Would you please restate the data exactly as it stands, apart from the pictures?
· · · ·
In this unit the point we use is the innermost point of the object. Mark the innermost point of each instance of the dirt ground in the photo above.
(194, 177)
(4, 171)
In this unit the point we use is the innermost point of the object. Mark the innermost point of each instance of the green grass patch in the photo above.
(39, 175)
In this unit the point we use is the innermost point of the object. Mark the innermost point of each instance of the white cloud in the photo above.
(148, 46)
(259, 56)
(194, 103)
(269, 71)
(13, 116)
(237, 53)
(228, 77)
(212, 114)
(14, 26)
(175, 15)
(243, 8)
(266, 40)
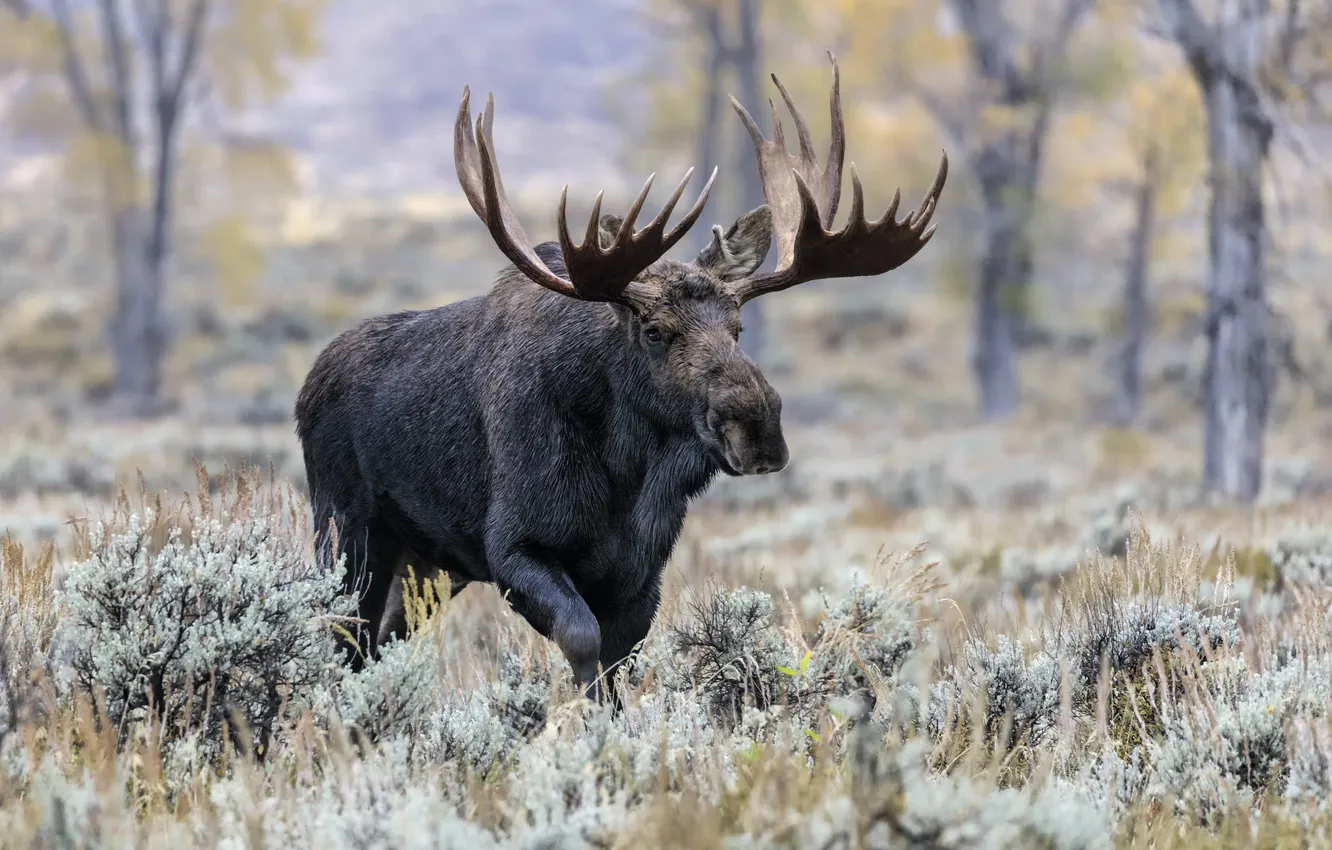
· · · ·
* _Task solution_
In this unit the point we use is the innermost point of the object. Mark the innermost point of each instance of the dirt ground in the photo above.
(194, 177)
(4, 171)
In this unit the point we use is the innermost point of the object. Mark the innermost point of each instance of the green grass patch in the photo above.
(39, 175)
In this unit the point we use is the innermost point of the object. Mark the innermost point of each instance of the white cloud in the photo above.
(148, 46)
(259, 56)
(194, 103)
(269, 71)
(13, 116)
(237, 53)
(228, 77)
(212, 114)
(14, 26)
(175, 15)
(243, 8)
(266, 40)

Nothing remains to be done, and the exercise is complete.